The other big edge is how clean the Nuggets play. They average just 12.6 turnovers per game, and they dish 28.1 assists per game, so they’re not giving away empty possessions. That matters a lot against a Pistons team that can get a little loose with the ball.
And yeah, the Pistons are the better defensive team overall, but their one weakness is right there in the stat sheet: 16.0 turnovers per game. If the Nuggets win the turnover battle and get extra threes, they can absolutely make this ugly for a road team.
Why The Pistons Have The Advantage
This is the simple argument: the Pistons defend, rebound, and travel well, and they’re not the ones missing an MVP-level engine.
They’re allowing just 110.09 points per game, and they’ve posted a 109.2 defensive rating this season. That’s not “try hard” defense, that’s real structure, real rim protection, real ball pressure. They also rack up 10.5 steals and 6.6 blocks per game, which is exactly how you punish a patchwork offense.
The rebounding gap is another sneaky swing. The Pistons pull down 46.0 boards per game, and with Jokic out, I don’t trust the Nuggets to consistently finish defensive possessions. If the Pistons get extra looks, they’re going to get to their 117.4 points per game even if the shooting is just decent.
Also, the Pistons have been winning away from home and came into this spot riding a three-game road win streak, so this isn’t some soft travel team showing up hoping to hang around.
X-Factors
Peyton Watson is the “if this happens, the Nuggets have a chance” guy. He’s at 14.5 points, 5.1 rebounds, and 1.9 assists, with 42.1% from three, which is a wild swing stat for a wing who can defend. If he’s hitting threes, the Pistons can’t just suffocate Murray with help.
Tim Hardaway Jr. is the volatility weapon. He’s giving the Nuggets 13.7 points per game and he’s shooting 39.2% from three, which means a two-minute heater can flip the whole game. If he gets hot, the Nuggets’ offense looks normal again, even without the usual creators.

[Available data]
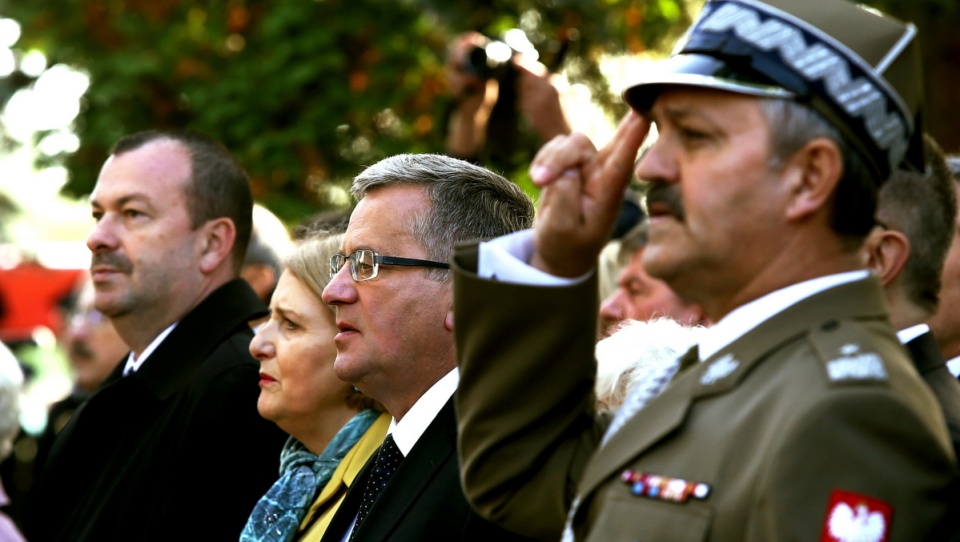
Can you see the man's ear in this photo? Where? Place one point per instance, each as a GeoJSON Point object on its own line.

[Short exercise]
Continue the Nuggets–Pistons game preview, starting right after its last sentence.

[Answer to the problem]
Bruce Brown is the glue work nobody wants to talk about until it wins a game. He’s at 7.2 points, 4.1 rebounds, and 2.2 assists, and in a shorthanded rotation, those “do everything” minutes matter more than ever. If Brown wins the hustle battle, the Nuggets can survive the talent gap.
For the Pistons, Duncan Robinson is the spacing pressure point. He’s averaging 12.1 points per game and shooting 40.5% from three, and if the Nuggets are forced to stay hugged to him, Cade’s driving lanes open up like a runway.
Ausar Thompson is the tone-setter defender. He’s at 10.8 points, 6.0 rebounds, and 2.7 assists, and his impact is bigger than the box score because he turns live-ball chaos into fast-break points. In this matchup, he can basically decide whether the Nuggets’ wings feel comfortable or hunted.
Isaiah Stewart is the bench hammer. He’s putting up 10.2 points, 5.7 rebounds, and 2.0 blocks, and this is the exact type of game where his physicality can tilt a second unit. If Stewart dominates the non-Cade minutes, the Pistons can win this without sweating a late clutch situation.
Prediction
I’m taking the Pistons. Too much defense, too much size, and the Nuggets are missing too many core pieces to lean on their usual execution. The Nuggets will make threes and have a real run in them, but the Pistons’ ability to force mistakes and control the glass is the separator.